■ What you need to do
A) From the passage on sexual abuse support, list every adjective its opening sentence uses to describe instances of sexual abuse, assault and rape.
B) Extend the passage on sexual abuse support by writing the text that would follow its final sentence.

We know how confusing, distressing and upsetting instances of sexual abuse, assault and rape are. If this has happened to you, it’s vital you access professional help and support as soon as possible to help you deal with the emotional and physical impact.

If you’re in crisis, we’ll provide you with a safe space and friendly face to speak with.

We’ll give you the option of medical support and access to an Independent Sexual Violence Advisor, to help you understand the next steps available to you.

Remember: all support options are voluntary and it is completely up to you which you choose to use. You don’t have to report anything to the police to get help and support from us.

Medical Support

If you have been physically or sexual abused or assaulted, it’s essential that you receive the medical care that you may need.

This includes having any cuts or bruises assessed and treated, as well as being tested for any sexual transmitted infections (STIs) or pregnancy.

We’ll help you access professional medical attention through our partner service, Serenity SARC (Sexual Abuse Referral Centre).

■ Given entries
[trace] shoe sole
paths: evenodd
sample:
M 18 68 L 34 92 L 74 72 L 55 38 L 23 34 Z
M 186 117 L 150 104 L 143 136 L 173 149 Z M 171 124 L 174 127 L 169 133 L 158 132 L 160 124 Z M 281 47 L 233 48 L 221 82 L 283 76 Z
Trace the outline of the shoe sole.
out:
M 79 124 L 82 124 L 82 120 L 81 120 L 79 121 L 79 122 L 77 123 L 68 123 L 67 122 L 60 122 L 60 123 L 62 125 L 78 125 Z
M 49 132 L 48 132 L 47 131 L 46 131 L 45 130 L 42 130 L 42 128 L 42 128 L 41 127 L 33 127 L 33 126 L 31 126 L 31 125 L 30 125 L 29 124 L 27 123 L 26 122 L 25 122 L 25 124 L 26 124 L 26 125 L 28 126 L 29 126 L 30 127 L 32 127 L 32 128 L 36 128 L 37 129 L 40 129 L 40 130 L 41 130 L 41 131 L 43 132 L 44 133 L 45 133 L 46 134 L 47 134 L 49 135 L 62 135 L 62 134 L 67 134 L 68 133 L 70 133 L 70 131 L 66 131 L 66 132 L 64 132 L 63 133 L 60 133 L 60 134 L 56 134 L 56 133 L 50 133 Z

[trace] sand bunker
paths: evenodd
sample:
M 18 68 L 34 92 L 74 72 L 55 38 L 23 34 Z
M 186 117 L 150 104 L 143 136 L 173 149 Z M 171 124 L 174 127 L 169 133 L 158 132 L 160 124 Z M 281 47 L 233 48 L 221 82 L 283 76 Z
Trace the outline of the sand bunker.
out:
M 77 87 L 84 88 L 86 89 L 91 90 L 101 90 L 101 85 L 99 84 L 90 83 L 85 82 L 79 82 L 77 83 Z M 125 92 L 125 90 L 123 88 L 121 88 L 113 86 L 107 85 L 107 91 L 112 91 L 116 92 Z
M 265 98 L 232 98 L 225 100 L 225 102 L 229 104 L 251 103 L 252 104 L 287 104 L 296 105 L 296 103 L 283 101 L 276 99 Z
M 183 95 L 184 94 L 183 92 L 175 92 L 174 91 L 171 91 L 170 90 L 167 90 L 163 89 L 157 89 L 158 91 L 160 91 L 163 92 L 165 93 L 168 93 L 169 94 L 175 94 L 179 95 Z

■ Your responses
A) confusing, distressing, upsetting

B)
SARC can also provide a forensic medical examination, the results of which can be shared with the police if you choose to report the crime, or stored in case you may want to report the incident at a later date.

Independent Sexual Violence Advisor (ISVA)

Independent Sexual Violence Advisors (ISVAs) are specially trained to specifically help people who have been victims of sexual abuse or assault.

Since 2005, Independent Sexual Violence Advisers (ISVAs) have been working in local areas across England and Wales to provide continuous support, advice and help for victims and survivors of sexual violence. Over the past decade, access to support from an ISVA has emerged as an important factor in ensuring the needs of victims and survivors are met throughout the criminal justice process.

An ISVA is an adviser who works with people who have experienced rape and sexual assault, irrespective of whether they have reported to the police.

ISVAs provide impartial information to the victim/survivor about all of their options, such as accessing Sexual Assault Referral Centre (SARC) services, reporting to the police (should you wish) and specialist support such as pre-trial therapy and sexual violence counselling.

What does an ISVA do?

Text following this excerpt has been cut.